## Aim
Arrange the lines below as a numbered list, taking everything from the line containing "of the long" down to the line containing "x=574 y=116", both included, and leave out any blank lines.

Items listed in a dataset
============

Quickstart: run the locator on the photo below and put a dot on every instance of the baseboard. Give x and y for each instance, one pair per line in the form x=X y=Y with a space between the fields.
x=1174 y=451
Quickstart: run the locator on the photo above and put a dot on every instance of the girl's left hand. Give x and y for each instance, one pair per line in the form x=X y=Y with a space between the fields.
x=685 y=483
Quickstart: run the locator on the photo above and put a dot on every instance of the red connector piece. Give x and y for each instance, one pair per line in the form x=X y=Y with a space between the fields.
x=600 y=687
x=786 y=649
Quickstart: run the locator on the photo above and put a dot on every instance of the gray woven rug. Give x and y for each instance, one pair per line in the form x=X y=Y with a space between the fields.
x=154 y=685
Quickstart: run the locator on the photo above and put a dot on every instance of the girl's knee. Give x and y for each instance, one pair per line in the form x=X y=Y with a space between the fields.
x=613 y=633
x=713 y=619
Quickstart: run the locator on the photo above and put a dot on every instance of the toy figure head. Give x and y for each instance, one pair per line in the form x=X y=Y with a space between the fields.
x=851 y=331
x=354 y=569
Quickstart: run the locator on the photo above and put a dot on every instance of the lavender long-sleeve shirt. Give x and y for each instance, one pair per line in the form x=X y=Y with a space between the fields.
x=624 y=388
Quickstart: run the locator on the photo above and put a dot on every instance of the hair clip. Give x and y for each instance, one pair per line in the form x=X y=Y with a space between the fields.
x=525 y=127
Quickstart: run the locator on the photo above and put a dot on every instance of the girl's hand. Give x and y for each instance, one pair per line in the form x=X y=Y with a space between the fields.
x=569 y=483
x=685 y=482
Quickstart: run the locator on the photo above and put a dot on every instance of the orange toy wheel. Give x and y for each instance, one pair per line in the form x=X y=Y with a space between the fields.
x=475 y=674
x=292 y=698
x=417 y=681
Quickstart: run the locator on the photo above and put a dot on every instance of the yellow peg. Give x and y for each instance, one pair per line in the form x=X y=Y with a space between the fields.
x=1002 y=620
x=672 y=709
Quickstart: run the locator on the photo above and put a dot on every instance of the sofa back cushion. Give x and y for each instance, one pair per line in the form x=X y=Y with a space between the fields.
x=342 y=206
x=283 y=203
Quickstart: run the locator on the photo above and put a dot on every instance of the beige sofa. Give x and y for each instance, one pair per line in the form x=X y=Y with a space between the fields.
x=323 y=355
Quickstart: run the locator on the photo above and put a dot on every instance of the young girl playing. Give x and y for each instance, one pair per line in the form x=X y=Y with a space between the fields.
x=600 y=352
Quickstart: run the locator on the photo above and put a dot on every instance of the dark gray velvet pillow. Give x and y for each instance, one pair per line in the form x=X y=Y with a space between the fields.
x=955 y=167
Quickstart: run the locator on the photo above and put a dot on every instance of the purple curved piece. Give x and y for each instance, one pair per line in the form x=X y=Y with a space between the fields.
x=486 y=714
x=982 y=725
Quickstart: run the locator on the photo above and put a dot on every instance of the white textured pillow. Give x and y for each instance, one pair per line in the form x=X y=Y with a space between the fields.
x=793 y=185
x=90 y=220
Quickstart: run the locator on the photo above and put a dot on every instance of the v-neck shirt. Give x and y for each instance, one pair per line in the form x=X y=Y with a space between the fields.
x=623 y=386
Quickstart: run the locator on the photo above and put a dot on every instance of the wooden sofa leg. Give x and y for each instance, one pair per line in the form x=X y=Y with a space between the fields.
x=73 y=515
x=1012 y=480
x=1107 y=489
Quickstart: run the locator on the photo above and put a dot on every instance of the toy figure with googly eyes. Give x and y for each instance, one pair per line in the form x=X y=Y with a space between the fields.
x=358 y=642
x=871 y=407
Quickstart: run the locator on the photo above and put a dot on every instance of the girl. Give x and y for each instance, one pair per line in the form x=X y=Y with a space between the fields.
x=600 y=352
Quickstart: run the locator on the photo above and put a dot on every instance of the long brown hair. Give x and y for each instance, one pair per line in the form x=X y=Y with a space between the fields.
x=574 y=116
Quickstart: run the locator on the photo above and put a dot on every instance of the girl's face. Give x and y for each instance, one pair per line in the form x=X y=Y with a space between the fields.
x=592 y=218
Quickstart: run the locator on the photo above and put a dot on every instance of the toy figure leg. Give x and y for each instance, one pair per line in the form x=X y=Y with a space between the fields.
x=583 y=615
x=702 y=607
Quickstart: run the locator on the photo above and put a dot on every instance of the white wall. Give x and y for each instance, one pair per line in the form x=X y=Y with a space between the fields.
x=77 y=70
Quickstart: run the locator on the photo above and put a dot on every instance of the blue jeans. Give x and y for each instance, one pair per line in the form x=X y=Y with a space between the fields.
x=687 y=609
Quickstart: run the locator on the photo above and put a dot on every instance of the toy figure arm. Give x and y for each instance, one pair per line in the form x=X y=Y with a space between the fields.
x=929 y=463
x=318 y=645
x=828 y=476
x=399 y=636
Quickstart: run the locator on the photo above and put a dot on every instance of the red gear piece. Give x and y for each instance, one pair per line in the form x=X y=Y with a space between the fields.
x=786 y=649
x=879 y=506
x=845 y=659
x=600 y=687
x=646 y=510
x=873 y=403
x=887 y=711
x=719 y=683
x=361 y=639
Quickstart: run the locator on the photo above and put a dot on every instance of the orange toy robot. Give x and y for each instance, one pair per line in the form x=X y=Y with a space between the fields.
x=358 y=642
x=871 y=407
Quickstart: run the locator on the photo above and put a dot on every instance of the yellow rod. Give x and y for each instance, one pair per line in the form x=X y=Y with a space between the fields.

============

## Task output
1. Quickstart: run the locator on the photo above and put a dot on every instance of the long brown hair. Give x and y for each instance, one pair per line in the form x=X y=Y with a space between the fields.
2. x=574 y=116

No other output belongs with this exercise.